**** PAGE
Début mars, un missile russe s’abattait à Kiev sur Babi Yar, site de l’un des plus grands massacres commis par les nazis contre les Juifs pendant la Seconde Guerre mondiale. Quelques semaines plus tard, on découvrait avec effroi les horreurs perpétrées par l’armée russe au nord de la capitale ukrainienne, à Irpin, à Boutcha. «Plus jamais ça», comme on l’a longtemps cru? Le fait est qu’on massacre de nouveau à grande échelle sur les «terres de sang» d’Ukraine.
********
TÂCHES DEMANDÉES:
A) D'après le texte sur Babi Yar, quelles localités situées au nord de Kiev ont été le théâtre des horreurs perpétrées par l'armée russe ?
B) Rédigez la suite du texte sur Babi Yar, à partir de sa dernière phrase.
Le listing n'intervient en rien dans ce travail.
**** DONNÉES BRUTES
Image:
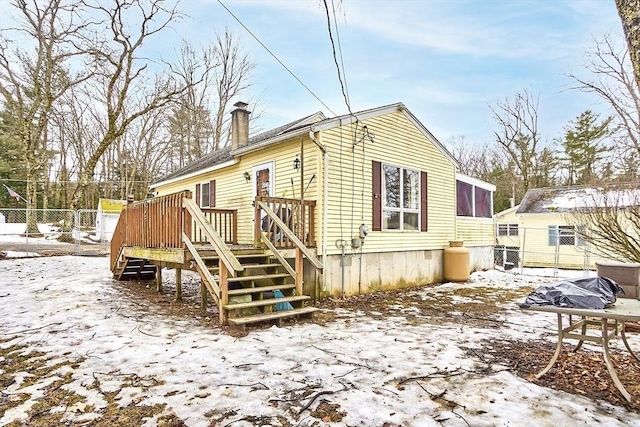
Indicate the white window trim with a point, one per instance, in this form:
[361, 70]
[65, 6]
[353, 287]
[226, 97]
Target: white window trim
********
RÉPONSES CI-DESSOUS:
A) Irpin et Boutcha.

B)
«Merci d’avoir eu la patience d’écouter tout ça», dira Saul Friedländer* à la fin de l’entretien que vous allez lire, avec une modestie qui tranche avec le poids de son témoignage. La voix posée, le verbe clair malgré les ans, l’homme fait partie de la dernière génération des survivants de la Shoah encore en vie. Son œuvre majeure, «L’Allemagne nazie et les Juifs», s’articule en deux volumes: «Les années de persécution, 1933-1939» (1997) et «Les années d’extermination, 1939-1945» (2008). Elle vient se ranger, avec «La destruction des Juifs d’Europe» (1961) de Raul Hillberg, parmi les rares ouvrages de référence exhaustifs sur cette période.
- La mémoire de la Shoah ne va-t-elle finir par s’effacer, avec la disparition prochaine des tout derniers survivants?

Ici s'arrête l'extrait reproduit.